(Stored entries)

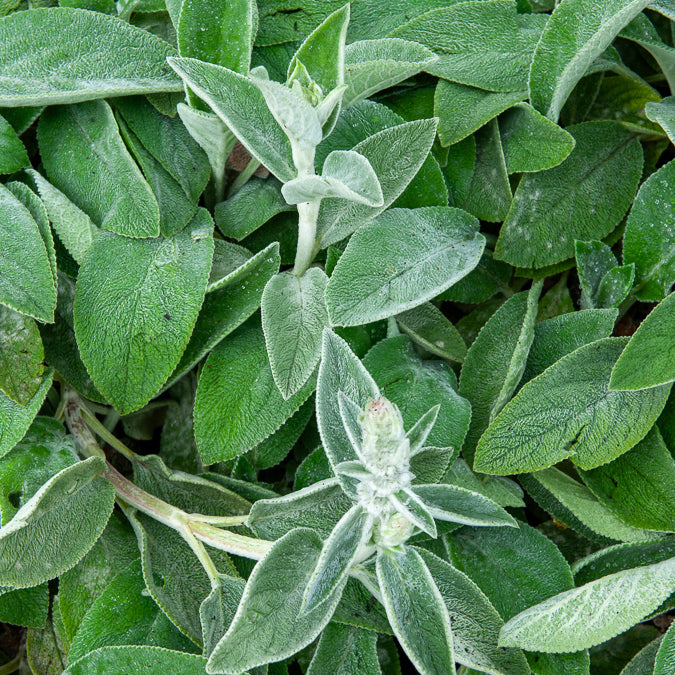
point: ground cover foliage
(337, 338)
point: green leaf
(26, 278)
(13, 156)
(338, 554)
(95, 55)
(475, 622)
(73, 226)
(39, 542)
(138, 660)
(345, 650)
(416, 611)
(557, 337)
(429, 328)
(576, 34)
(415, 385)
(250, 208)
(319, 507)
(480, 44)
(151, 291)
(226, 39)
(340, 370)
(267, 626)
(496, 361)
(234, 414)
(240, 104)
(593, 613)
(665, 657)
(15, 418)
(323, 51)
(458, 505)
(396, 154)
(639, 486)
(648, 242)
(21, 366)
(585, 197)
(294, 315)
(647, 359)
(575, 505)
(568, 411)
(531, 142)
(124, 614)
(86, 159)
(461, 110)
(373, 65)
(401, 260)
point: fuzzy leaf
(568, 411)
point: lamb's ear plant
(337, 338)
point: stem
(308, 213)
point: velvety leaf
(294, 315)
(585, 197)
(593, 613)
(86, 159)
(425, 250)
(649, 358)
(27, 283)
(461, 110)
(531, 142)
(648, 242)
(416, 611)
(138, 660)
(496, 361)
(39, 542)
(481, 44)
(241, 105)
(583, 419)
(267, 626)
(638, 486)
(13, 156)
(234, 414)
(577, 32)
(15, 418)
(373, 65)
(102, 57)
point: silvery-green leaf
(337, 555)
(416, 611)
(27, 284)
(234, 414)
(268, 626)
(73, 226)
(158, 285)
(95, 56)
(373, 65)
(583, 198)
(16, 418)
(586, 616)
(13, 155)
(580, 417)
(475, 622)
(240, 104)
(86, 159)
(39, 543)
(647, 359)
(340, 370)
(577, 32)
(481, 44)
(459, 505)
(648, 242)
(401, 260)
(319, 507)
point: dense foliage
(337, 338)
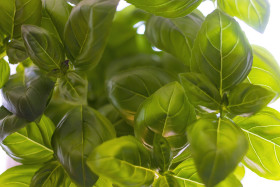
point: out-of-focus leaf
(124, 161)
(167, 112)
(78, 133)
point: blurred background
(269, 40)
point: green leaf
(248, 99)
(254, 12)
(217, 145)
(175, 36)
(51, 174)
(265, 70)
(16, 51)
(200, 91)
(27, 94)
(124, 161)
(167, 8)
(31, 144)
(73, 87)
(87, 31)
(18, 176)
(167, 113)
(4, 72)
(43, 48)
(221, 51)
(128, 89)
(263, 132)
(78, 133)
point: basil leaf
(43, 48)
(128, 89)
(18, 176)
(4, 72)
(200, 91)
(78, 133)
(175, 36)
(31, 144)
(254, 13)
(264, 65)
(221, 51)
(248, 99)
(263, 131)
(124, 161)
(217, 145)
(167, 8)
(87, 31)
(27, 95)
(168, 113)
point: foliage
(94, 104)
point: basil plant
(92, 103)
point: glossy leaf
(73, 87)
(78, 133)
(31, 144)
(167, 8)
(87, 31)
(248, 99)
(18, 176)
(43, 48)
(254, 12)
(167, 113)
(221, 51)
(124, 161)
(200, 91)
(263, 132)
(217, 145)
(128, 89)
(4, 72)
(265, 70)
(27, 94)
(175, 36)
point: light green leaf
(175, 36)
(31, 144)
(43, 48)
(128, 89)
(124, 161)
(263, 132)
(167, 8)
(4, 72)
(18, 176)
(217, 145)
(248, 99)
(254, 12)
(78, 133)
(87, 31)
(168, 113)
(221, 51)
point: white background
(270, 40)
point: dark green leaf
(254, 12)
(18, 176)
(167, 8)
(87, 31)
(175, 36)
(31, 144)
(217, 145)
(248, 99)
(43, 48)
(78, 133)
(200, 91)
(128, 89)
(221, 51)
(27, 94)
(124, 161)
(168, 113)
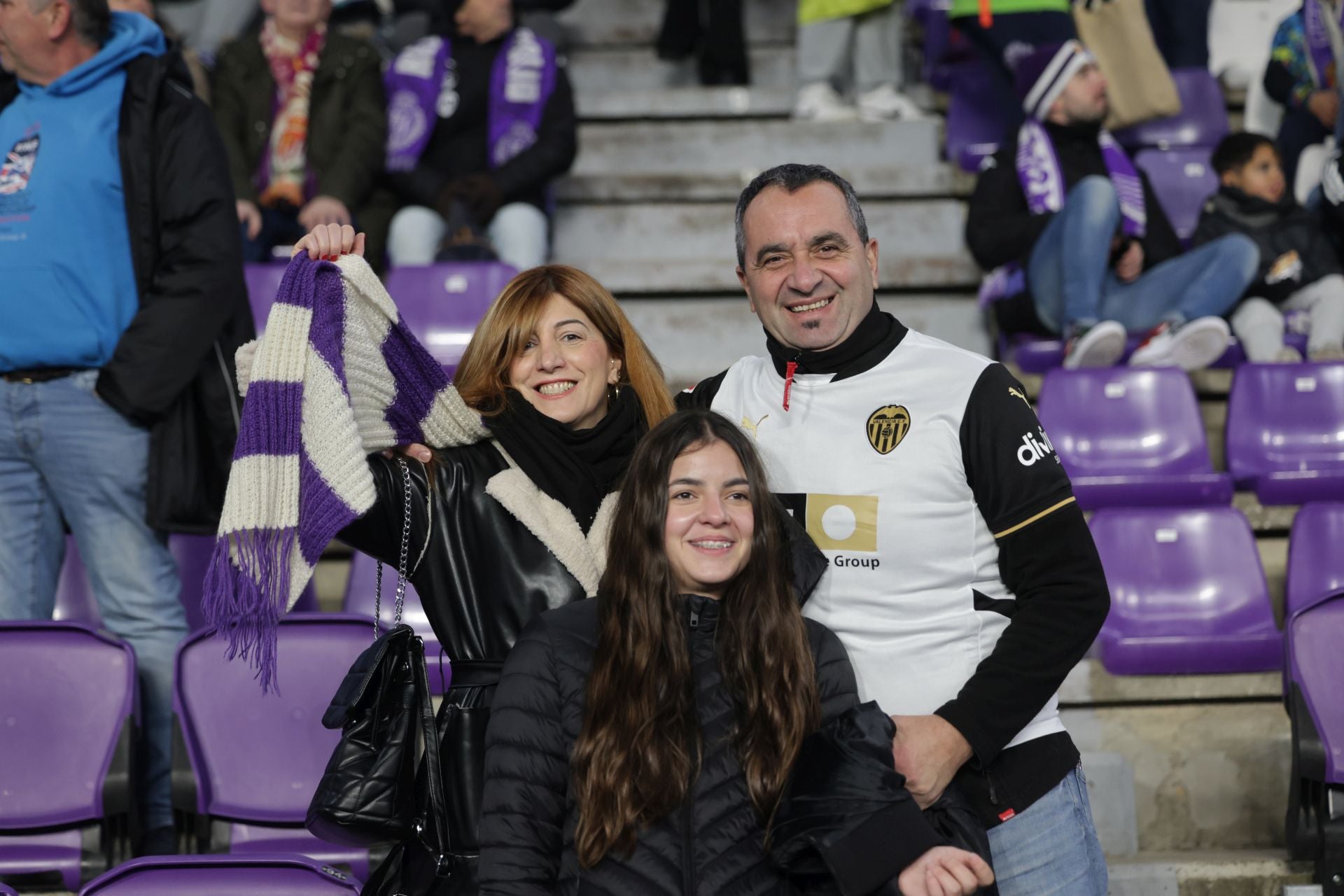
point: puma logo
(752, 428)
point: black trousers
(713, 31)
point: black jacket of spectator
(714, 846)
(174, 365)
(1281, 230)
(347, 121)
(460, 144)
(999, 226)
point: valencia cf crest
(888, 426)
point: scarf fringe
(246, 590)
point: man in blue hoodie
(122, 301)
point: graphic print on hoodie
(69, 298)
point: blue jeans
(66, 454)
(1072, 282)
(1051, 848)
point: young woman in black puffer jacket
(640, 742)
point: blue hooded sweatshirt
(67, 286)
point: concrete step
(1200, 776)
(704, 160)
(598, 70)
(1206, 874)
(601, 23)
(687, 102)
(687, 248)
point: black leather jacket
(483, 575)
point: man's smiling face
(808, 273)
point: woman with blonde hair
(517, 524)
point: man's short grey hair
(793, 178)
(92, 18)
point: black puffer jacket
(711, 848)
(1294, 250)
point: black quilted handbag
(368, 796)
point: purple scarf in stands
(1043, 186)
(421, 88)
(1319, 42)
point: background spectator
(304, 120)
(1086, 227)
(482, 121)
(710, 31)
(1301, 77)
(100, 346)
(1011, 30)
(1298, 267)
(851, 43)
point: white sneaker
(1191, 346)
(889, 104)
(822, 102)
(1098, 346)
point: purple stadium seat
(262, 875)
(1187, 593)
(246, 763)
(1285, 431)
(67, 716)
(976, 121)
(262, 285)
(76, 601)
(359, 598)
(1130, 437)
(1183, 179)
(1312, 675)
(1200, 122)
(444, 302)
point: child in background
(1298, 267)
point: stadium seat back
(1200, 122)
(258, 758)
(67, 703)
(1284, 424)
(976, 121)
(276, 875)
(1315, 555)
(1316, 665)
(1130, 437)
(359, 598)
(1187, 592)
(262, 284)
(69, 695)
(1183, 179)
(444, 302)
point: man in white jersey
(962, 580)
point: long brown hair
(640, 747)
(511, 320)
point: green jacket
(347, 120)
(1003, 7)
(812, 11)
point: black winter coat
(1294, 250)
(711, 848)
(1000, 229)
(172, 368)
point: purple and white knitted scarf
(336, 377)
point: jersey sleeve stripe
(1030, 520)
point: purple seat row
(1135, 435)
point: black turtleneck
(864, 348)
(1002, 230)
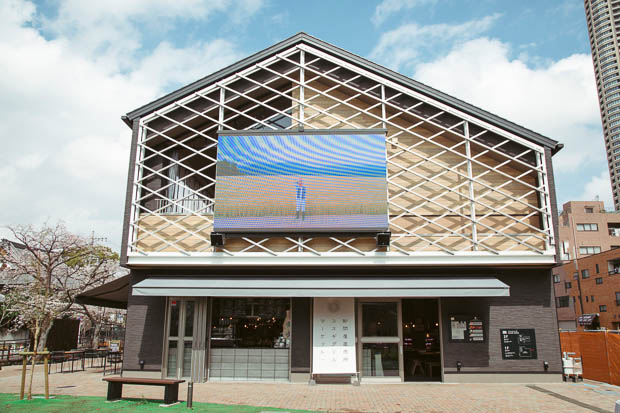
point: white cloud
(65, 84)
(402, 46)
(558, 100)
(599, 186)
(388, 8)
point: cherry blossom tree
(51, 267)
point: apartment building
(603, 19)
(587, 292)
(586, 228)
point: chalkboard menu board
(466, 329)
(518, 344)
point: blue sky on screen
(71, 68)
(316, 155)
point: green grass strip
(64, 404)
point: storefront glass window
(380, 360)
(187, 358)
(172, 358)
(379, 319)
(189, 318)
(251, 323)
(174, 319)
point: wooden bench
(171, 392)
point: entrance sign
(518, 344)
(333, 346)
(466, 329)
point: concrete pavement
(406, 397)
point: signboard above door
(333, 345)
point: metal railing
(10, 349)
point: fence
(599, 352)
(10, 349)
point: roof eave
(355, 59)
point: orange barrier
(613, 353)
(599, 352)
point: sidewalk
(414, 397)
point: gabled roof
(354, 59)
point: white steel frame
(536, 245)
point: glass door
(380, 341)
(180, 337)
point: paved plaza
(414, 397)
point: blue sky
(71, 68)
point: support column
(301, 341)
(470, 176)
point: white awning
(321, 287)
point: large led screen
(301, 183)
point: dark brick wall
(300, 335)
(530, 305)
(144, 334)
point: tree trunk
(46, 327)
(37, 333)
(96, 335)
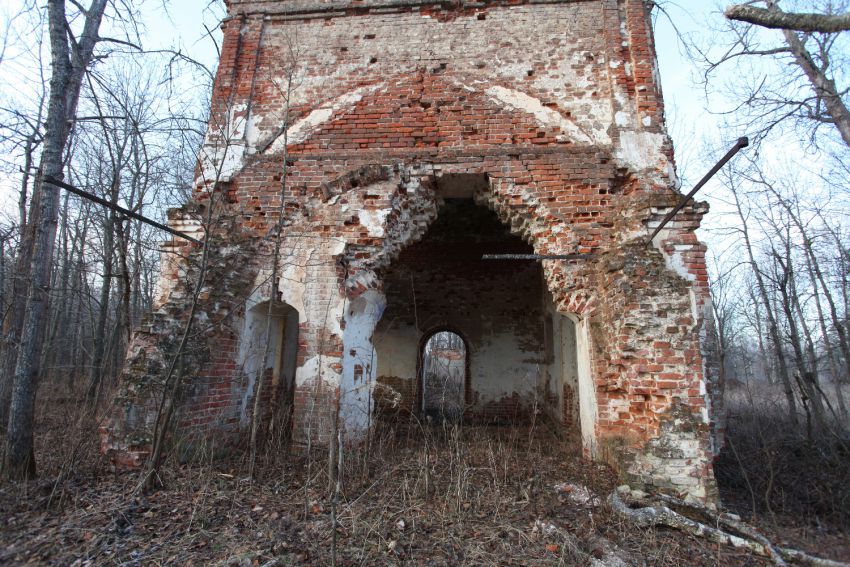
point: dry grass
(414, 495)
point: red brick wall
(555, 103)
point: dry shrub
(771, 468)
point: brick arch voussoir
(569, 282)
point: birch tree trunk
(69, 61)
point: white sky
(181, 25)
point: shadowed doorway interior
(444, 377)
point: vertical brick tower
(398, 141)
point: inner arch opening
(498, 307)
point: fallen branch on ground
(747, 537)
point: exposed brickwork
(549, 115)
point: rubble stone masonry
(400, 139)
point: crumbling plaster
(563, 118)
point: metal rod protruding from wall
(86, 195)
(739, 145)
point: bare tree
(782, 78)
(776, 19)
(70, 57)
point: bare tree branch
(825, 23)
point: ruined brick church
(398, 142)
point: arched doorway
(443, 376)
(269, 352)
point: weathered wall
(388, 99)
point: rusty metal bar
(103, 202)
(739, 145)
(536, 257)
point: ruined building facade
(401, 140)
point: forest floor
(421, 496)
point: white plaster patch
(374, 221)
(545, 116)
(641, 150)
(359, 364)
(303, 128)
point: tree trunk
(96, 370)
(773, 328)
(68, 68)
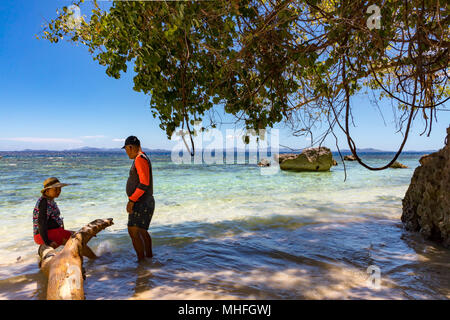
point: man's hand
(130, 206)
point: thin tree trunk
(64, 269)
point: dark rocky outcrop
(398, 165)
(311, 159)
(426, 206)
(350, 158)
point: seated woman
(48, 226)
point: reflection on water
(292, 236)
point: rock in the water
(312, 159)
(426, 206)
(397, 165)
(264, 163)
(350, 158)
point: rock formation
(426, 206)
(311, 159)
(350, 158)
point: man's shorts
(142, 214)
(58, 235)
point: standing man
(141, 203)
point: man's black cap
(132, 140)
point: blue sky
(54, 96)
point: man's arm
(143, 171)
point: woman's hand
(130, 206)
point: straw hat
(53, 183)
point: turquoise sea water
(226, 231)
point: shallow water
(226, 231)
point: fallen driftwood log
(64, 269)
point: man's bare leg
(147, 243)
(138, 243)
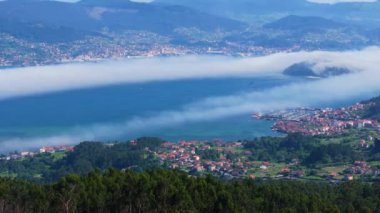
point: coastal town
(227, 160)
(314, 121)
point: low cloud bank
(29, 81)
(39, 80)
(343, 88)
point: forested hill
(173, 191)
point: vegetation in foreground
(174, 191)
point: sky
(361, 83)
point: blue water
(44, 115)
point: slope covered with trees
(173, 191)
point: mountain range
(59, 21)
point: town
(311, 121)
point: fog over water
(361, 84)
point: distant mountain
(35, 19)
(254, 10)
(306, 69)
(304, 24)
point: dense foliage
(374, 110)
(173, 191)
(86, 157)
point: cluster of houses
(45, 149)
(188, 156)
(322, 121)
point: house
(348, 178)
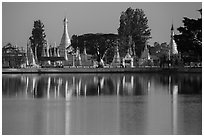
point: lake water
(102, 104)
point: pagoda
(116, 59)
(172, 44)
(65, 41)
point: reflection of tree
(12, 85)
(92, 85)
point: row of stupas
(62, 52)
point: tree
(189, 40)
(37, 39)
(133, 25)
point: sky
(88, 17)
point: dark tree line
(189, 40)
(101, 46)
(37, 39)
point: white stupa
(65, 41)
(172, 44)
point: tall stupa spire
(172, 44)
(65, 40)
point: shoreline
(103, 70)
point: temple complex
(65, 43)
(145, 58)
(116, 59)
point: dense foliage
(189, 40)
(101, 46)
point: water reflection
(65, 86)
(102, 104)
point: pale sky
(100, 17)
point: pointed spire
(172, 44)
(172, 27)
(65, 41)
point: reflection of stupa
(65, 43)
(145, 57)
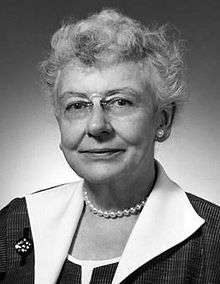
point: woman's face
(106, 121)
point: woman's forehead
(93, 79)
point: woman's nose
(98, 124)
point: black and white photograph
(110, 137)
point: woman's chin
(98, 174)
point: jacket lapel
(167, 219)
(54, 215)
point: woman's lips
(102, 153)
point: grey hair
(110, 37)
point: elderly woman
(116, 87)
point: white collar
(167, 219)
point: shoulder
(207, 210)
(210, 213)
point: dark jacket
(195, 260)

• [Exercise prompt]
Every line from the one containing "point: white stupa" through the end of the data above should be copied exactly; nothing else is copied, and pictures are omitted.

• [Worked answer]
point: white stupa
(65, 41)
(172, 44)
point: tall stupa spire
(172, 44)
(65, 40)
point: shoreline
(103, 70)
point: temple complex
(65, 43)
(145, 58)
(116, 59)
point: dense foliage
(189, 40)
(101, 46)
point: water reflection
(65, 86)
(102, 104)
point: pale sky
(100, 17)
point: pointed spire
(172, 44)
(172, 27)
(65, 41)
point: reflection of stupa
(65, 43)
(145, 57)
point: woman's face
(106, 121)
point: woman's forehead
(93, 79)
point: woman's nose
(98, 124)
point: black and white photograph
(110, 137)
point: woman's chin
(98, 174)
point: jacket lapel
(167, 219)
(54, 215)
point: woman's lips
(102, 153)
point: grey hair
(110, 37)
point: elderly woman
(116, 87)
point: white collar
(167, 219)
point: shoulder
(207, 210)
(210, 213)
point: dark jacket
(195, 260)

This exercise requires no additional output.